#### Input records ####
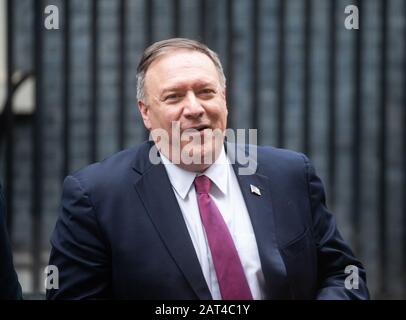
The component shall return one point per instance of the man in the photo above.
(10, 289)
(190, 225)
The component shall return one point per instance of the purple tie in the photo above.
(230, 274)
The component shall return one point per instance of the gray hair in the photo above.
(161, 47)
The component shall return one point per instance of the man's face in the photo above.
(183, 92)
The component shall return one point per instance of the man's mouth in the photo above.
(199, 128)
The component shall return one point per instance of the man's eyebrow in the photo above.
(183, 86)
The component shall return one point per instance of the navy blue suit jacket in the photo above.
(121, 234)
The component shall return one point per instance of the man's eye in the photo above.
(173, 97)
(207, 92)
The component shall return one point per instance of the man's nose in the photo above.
(193, 107)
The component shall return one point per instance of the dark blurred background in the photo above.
(293, 70)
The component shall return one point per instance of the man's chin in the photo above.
(198, 159)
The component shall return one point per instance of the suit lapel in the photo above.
(155, 191)
(262, 218)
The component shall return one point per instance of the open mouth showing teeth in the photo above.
(199, 128)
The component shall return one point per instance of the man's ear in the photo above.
(144, 111)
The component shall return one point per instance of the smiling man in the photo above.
(190, 226)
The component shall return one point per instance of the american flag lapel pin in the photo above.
(255, 190)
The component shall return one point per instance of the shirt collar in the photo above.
(182, 180)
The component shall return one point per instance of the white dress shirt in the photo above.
(226, 193)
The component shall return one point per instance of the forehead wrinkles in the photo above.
(182, 65)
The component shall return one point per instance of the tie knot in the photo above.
(202, 184)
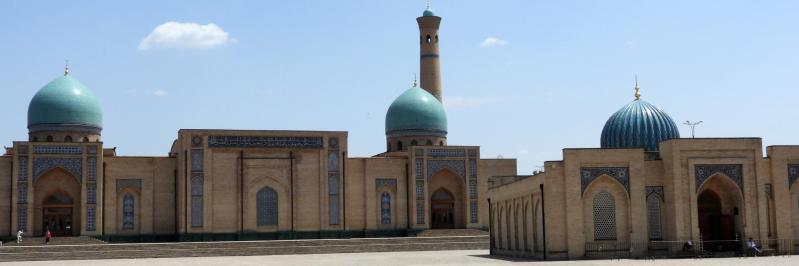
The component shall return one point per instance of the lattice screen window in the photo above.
(197, 201)
(267, 206)
(127, 212)
(604, 217)
(653, 210)
(385, 208)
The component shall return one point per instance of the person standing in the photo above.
(47, 236)
(752, 246)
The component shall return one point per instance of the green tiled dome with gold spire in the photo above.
(67, 104)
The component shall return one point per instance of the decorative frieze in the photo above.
(134, 184)
(385, 182)
(72, 165)
(49, 149)
(457, 153)
(589, 174)
(705, 171)
(264, 142)
(457, 166)
(657, 190)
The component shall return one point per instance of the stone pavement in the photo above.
(452, 257)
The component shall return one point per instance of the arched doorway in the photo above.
(442, 207)
(57, 198)
(57, 212)
(715, 225)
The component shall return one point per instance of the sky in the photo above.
(522, 79)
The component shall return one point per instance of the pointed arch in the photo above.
(266, 206)
(604, 210)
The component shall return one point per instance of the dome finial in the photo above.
(66, 67)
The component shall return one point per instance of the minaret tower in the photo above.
(429, 63)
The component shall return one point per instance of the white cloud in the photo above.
(467, 102)
(492, 42)
(185, 35)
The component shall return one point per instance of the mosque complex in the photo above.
(643, 185)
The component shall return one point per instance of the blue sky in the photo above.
(554, 73)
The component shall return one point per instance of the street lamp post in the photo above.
(693, 126)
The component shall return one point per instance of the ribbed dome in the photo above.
(64, 102)
(416, 110)
(428, 12)
(638, 125)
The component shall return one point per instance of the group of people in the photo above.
(751, 247)
(47, 236)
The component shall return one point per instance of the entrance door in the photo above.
(716, 228)
(58, 220)
(57, 214)
(443, 210)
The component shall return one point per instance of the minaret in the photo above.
(429, 63)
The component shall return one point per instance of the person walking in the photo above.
(47, 236)
(751, 245)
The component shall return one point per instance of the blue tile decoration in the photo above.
(49, 149)
(265, 142)
(72, 165)
(457, 166)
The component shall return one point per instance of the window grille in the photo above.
(653, 217)
(267, 206)
(385, 208)
(604, 217)
(127, 212)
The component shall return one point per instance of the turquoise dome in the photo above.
(64, 103)
(428, 13)
(418, 112)
(639, 124)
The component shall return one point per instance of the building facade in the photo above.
(647, 192)
(236, 184)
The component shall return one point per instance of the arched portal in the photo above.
(57, 203)
(719, 212)
(713, 225)
(442, 206)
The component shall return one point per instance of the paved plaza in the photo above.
(456, 257)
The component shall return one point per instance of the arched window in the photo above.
(653, 202)
(267, 206)
(197, 201)
(127, 212)
(385, 208)
(604, 216)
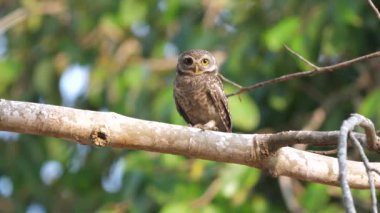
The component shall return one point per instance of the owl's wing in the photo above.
(220, 101)
(179, 104)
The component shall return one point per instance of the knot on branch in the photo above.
(100, 136)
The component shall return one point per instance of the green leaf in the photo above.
(281, 33)
(9, 72)
(315, 197)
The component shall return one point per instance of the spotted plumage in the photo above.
(198, 92)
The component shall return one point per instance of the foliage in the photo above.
(129, 49)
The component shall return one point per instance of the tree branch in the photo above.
(309, 73)
(374, 8)
(263, 151)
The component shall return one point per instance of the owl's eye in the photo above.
(205, 61)
(188, 61)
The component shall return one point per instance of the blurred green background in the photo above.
(120, 56)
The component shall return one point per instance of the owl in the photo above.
(198, 92)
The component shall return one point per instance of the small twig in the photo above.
(302, 58)
(12, 19)
(296, 75)
(229, 81)
(374, 8)
(368, 169)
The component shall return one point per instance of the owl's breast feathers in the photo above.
(200, 99)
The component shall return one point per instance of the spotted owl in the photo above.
(198, 92)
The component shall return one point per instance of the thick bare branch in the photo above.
(257, 150)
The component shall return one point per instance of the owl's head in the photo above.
(195, 62)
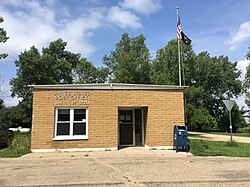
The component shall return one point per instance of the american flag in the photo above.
(180, 33)
(179, 29)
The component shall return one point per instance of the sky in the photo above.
(93, 27)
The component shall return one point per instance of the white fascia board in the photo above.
(107, 86)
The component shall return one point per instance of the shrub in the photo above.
(232, 144)
(198, 145)
(21, 142)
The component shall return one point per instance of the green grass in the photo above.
(19, 146)
(228, 134)
(215, 148)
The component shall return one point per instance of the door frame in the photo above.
(133, 121)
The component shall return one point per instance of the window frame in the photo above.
(71, 125)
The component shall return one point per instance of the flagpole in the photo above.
(179, 59)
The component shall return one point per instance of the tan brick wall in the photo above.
(164, 108)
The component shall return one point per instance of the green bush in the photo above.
(198, 146)
(19, 146)
(232, 144)
(21, 142)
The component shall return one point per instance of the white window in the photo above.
(71, 123)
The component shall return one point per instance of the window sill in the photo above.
(70, 138)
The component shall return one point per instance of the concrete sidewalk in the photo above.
(126, 167)
(125, 152)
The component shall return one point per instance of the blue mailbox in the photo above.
(180, 137)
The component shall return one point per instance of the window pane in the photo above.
(62, 129)
(63, 115)
(79, 129)
(79, 114)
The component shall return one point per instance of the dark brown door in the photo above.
(126, 127)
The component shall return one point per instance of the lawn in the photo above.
(215, 148)
(228, 134)
(19, 146)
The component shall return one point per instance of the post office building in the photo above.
(86, 117)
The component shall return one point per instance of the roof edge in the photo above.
(106, 86)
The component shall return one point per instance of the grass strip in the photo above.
(218, 148)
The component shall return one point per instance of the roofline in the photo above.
(106, 86)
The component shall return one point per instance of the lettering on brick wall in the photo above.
(72, 98)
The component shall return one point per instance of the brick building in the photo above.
(81, 117)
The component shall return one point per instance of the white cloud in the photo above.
(242, 65)
(39, 24)
(5, 95)
(142, 6)
(242, 35)
(123, 18)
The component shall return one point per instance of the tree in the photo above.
(15, 116)
(248, 54)
(53, 66)
(3, 38)
(247, 80)
(130, 62)
(86, 72)
(1, 104)
(210, 80)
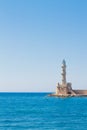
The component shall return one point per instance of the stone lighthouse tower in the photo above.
(65, 87)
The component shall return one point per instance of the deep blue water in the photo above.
(37, 111)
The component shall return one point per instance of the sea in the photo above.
(37, 111)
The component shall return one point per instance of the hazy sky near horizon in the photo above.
(35, 36)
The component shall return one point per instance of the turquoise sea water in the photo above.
(36, 111)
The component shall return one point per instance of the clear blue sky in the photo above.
(35, 36)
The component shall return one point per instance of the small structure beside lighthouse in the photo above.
(65, 88)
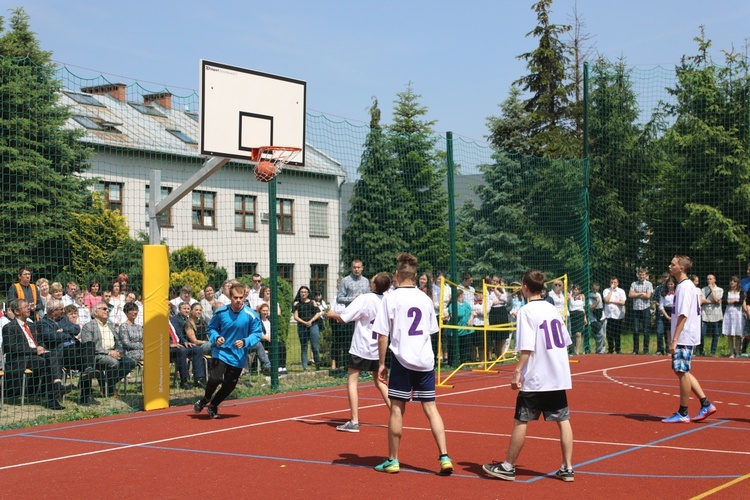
####
Work task: Would you return the data above exactly as written, minus the images?

Output:
The component shall return one point per instance of the man in the photo above.
(10, 289)
(190, 225)
The component shall return one point per instance of the purple tie in the photo above.
(230, 274)
The component shall return one point per instance of the gray hair in the photo above.
(161, 47)
The component shall return one point per instance of the man's face in the photo above.
(183, 92)
The component shall return one point per instance of the man's mouth in the photo above.
(199, 128)
The component shall return one point per instance of the man's eyebrow in the photo above.
(183, 86)
The component shall return one point per instance of the navy blue suit jacket in the photo above.
(121, 234)
The component shall return one point per instance of the man's eye in the photo above.
(173, 97)
(207, 92)
The component shall return one point per instance of the man's nose in the photo above.
(193, 107)
The component shall return one point per instance of the dark blurred background in the photo above.
(293, 70)
The component shall return one point per instance of the man's chin in the photo above.
(198, 159)
The component shall return one point per instance of the suit lapel in the photo above.
(155, 191)
(262, 218)
The component shall return one point per instance of the open mouth showing teeth in the photo above.
(199, 128)
The component shall return one point per instance of the man's ear in the photo above.
(144, 111)
The component shall return one point per instance of the smiling man in the photo above.
(190, 226)
The component shall return one point per instance of the american flag lapel pin in the photo above.
(255, 190)
The component shall return one point per instance of the shirt collar in the photo above.
(182, 180)
The component shall return one point per instance of the white dress shirt in the photo above.
(226, 193)
The component shall return one point per instance of the forehead wrinkles in the photo above.
(182, 65)
The component shall return one point per instance of the tie knot in the photo above.
(202, 184)
The component shall return one point per instance of the lattice screen window in the photo above.
(197, 201)
(267, 206)
(127, 212)
(604, 217)
(653, 210)
(385, 208)
The component shall return one point per instance of the person standing in the photo above.
(47, 236)
(752, 246)
The component shall return one point per instance of the green tiled dome with gold spire in the photo above.
(67, 104)
The component shall return one point per instance of the decorative frieze in the photo above.
(134, 184)
(385, 182)
(72, 165)
(49, 149)
(457, 153)
(589, 174)
(705, 171)
(264, 142)
(457, 166)
(657, 190)
The component shall return one point per instance of the stone pavement in the photo above.
(452, 257)
The component shall return one point per instance of the arched doorway in the photo above.
(442, 207)
(57, 198)
(57, 212)
(715, 225)
The component shall return one point per instance of the sky in the photo above.
(522, 79)
The component shall return one point per instance of the pointed arch in the photo above.
(266, 206)
(604, 210)
The component shall return one point per instance of the dome finial in the photo above.
(66, 67)
The component shall return one point per instance of the minaret tower in the photo above.
(429, 63)
The component shall return one point per instance of the white cloud in the photo above.
(467, 102)
(492, 42)
(185, 35)
The component shall return one point per instance of the mosque complex in the photo above.
(643, 185)
The component shall return one point per instance of the blue sky in the photo above.
(554, 73)
The component shall return one point per instance of the street lamp post in the photo above.
(693, 126)
The component shall return one point per instance of the ribbed dome in the photo above.
(64, 102)
(416, 110)
(428, 12)
(638, 125)
The component shall return one point per instance of the group of people in the photo above.
(751, 247)
(47, 236)
The component shall return one point per instance of the entrance door in the photo above.
(716, 228)
(58, 220)
(57, 214)
(443, 210)
The component shall return one point per instance of the minaret in the photo above.
(429, 63)
The component shall return one point per instance of the person walking in the photo above.
(47, 236)
(751, 245)
The component shall return one point per instance of the blue tile decoration in the photo above.
(49, 149)
(265, 142)
(72, 165)
(457, 166)
The component shall return one point per instance of the window grille in the photo above.
(653, 217)
(267, 206)
(385, 208)
(604, 217)
(127, 212)
The component shall return one point per instance of the turquoise dome in the photo above.
(64, 103)
(428, 13)
(418, 112)
(639, 124)
The component shall return one point per instance of the building facade in the photo above.
(647, 192)
(236, 184)
The component shall return one point per instance of the arched portal in the photo above.
(57, 203)
(719, 212)
(713, 225)
(442, 206)
The component shall return one point per instance of the paved plaza in the photo above.
(456, 257)
The component shall return one point per instance of the arched window in the photo above.
(653, 202)
(267, 206)
(197, 201)
(127, 212)
(385, 208)
(604, 216)
The component shall return one point per instance of the owl's wing in the photo above.
(220, 101)
(179, 104)
The component shall return one point per instance of the knot on branch in the photo above.
(100, 136)
The component shall return one point per instance of the green leaf in the photo above.
(281, 33)
(9, 72)
(315, 197)
The component shall return one point per instance of the spotted plumage in the photo above.
(198, 92)
The component shall return one point per instance of the foliage in the photo above.
(129, 49)
The component shall return one point per instance of the tree branch in the photo above.
(309, 73)
(374, 8)
(263, 151)
The component shall return one point per instance of the owl's eye in the photo above.
(205, 61)
(188, 61)
The component shall return one point per instance of the blurred green background in the photo above.
(120, 56)
The component shall return one point per instance of the owl in the photo above.
(198, 92)
The component shall return one point per instance of the small twig in the photo above.
(302, 58)
(12, 19)
(296, 75)
(229, 81)
(374, 8)
(368, 169)
The component shall return one point per instance of the owl's breast feathers in the photo above.
(200, 99)
The component shall return one point per instance of the spotted owl in the photo above.
(198, 92)
The component shall return one point per instance of the thick bare branch in the photo above.
(257, 150)
The component shall return one point per instance of the owl's head in the photo above.
(195, 62)
The component shall return one point per instance of the american flag in the photo above.
(180, 33)
(179, 29)
The component shall return one point per instance of the sky in the photo above.
(93, 27)
The component shall return one point per instance of the white fascia board in the photo above.
(107, 86)
The component shall return one point per instance of the shrub in the photo above.
(232, 144)
(198, 145)
(21, 142)
The component shall return one point per instance of the green grass in the photo above.
(19, 146)
(228, 134)
(215, 148)
The component shall return one point per instance of the door frame in the photo above.
(133, 121)
The component shall return one point per instance of the window frame in the photo above.
(71, 125)
The component shall return one point per instance of the flagpole in the photo above.
(179, 59)
The component shall return one point per instance of the tan brick wall in the photo above.
(164, 108)
The component shall return one point per instance of the green bush in the photo above.
(198, 146)
(19, 146)
(232, 144)
(21, 142)
The component shall return one point per instance of the white window in the photo above.
(71, 123)
The component shall return one point per instance of the window sill in the photo above.
(70, 138)
The component shall return one point per instance of the concrete sidewalk in the photo above.
(126, 167)
(125, 152)
The component shall return one point per instance of the blue mailbox in the photo above.
(180, 137)
The component shall return one point per instance of the window pane in the photo above.
(62, 129)
(63, 115)
(79, 129)
(79, 114)
The component shall return one point per instance of the dark brown door in the photo above.
(126, 127)
The component shall return one point per instance of the lawn in the photo above.
(215, 148)
(228, 134)
(19, 146)
The component shall return one point per instance of the post office building in the photo above.
(86, 117)
The component shall return one point per instance of the roof edge in the photo above.
(106, 86)
The component shall return one point per instance of the grass strip in the photo above.
(218, 148)
The component shall return one point per instance of the roofline in the photo above.
(106, 86)
The component shall return one point per instance of the lettering on brick wall in the photo above.
(72, 98)
The component shall return one point per instance of the brick building in the photo above.
(81, 117)
The component shall return one point per instance of the white cloud in the photo above.
(242, 65)
(39, 24)
(5, 95)
(142, 6)
(242, 35)
(123, 18)
The component shall return one point per instance of the tree in the photo above.
(15, 116)
(248, 54)
(53, 66)
(3, 38)
(247, 80)
(130, 62)
(86, 72)
(1, 104)
(210, 80)
The component shall return one point per instance of the stone lighthouse tower in the photo above.
(65, 87)
The component shall return one point per instance of the deep blue water in the photo above.
(37, 111)
The component shall return one point per instance of the sea in the photo above.
(37, 111)
The component shall return one point per instance of the hazy sky near horizon in the photo above.
(35, 36)
The component shall return one point per instance of the turquoise sea water in the photo above.
(36, 111)
The component shall return one point per instance of the clear blue sky in the photo above.
(35, 36)
The component shall return one point per instance of the small structure beside lighthouse in the photo above.
(65, 88)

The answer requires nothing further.